## Selected excerpt
--- Begin ---
I remember once sitting in my car waiting for someone and listening to the radio. I was, as so many were, full of Apollo 11, but all I could hear on any Buffalo radio news broadcast were stories about Chappaquiddick—Kennedy’s unfolding version, the possibility of criminal charges (he ultimately pleaded guilty to leaving the scene and received a suspended sentence, with a one-year license suspension), the fruitless attempts to make something salacious out of it.
The moon landing confirmed what was possible if our species kept exploring. Chappaquiddick put a period to Camelot.
But it’s worth remembering, I think —not because of Ted Kennedy, really, but because of Kopechne, who remains symbolic of a whole class of people we’re sadly and usually delighted to ignore.
I’m talking about the people—so often young—who are the backbone of every idealistic political campaign since John F. Kennedy’s—the paid staffers and unpaid volunteers who stay up all night typing (as Kopechne reputedly did), the ones who go door to door, or make the cold calls, or stuff envelopes, or clean up after rallies, or find enough chairs to hold them in the first place.
--- End ---
## Dataset entries
--- Begin ---
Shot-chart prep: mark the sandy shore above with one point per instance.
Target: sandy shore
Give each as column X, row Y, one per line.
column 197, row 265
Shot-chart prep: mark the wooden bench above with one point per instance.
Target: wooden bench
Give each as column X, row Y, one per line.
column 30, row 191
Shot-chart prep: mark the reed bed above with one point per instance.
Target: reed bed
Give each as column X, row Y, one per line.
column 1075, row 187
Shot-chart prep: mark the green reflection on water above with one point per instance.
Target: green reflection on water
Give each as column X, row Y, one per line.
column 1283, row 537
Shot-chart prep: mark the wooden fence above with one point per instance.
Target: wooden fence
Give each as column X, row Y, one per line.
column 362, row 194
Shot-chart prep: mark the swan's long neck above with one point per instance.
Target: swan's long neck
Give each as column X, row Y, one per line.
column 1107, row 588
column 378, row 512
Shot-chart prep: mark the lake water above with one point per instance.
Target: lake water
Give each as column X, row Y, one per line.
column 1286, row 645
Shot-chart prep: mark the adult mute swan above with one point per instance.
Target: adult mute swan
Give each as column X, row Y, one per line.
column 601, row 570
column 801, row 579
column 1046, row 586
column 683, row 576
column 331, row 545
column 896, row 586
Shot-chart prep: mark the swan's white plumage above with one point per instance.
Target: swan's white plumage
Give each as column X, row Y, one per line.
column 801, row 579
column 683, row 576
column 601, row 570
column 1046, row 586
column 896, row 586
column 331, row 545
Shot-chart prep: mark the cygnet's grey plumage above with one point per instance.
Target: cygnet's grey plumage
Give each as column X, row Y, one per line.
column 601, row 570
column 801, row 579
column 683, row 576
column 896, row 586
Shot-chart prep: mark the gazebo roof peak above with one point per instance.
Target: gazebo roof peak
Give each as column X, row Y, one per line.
--- End ---
## Exercises to complete
1. Summarize the passage about Chappaquiddick and Apollo 11 in two sentences.
2. According to the passage about Chappaquiddick, what did Kennedy ultimately plead guilty to?
3. Extend the passage about Chappaquiddick and Kopechne past its final sentence.
The data shown here comes from a separate source.

## Exercise answers
1. While waiting in a car, the writer heard Buffalo radio news filled with Chappaquiddick stories at a time when many people were absorbed in Apollo 11. The moon landing showed what exploration could make possible, while Chappaquiddick ended Camelot, and the writer holds it worth remembering because of Kopechne, who symbolizes the often young staffers and volunteers who form the backbone of idealistic political campaigns.

2. He pleaded guilty to leaving the scene.

3.
Kopechne started out working passionately and tirelessly for Bobby Kennedy as his secretary (she previously was a secretary to Florida Sen. George Smathers).
Bobby Kennedy’s murder by Sirhan Sirhan rocked her. The possibility of a future presidential run by Ted kept her involved with the family while she worked for a political consultant.
Nothing salacious that any malicious pol or reputation demolitionist could cook up has ever stuck to her, no matter how strenuous the effort.
The worst that can be said of her by the worst of people is that she wasn’t accustomed to drinking much and may possibly have had too much that night.
Otherwise, she’s a martyr to the cause —any political cause at all from any side.
She’s familiar to anyone who has ever spent any time at all near any political campaign, local or national—the anonymous, hair-raisingly competent “unknown soldiers” of the American political system, the devoted people who make Kennedys and Obamas, etc., possible.
On that July night 40 years ago, her pitiless misfortune made anonymity impossible.
It also made it impossible, it seems to me, to forget everyone she represents.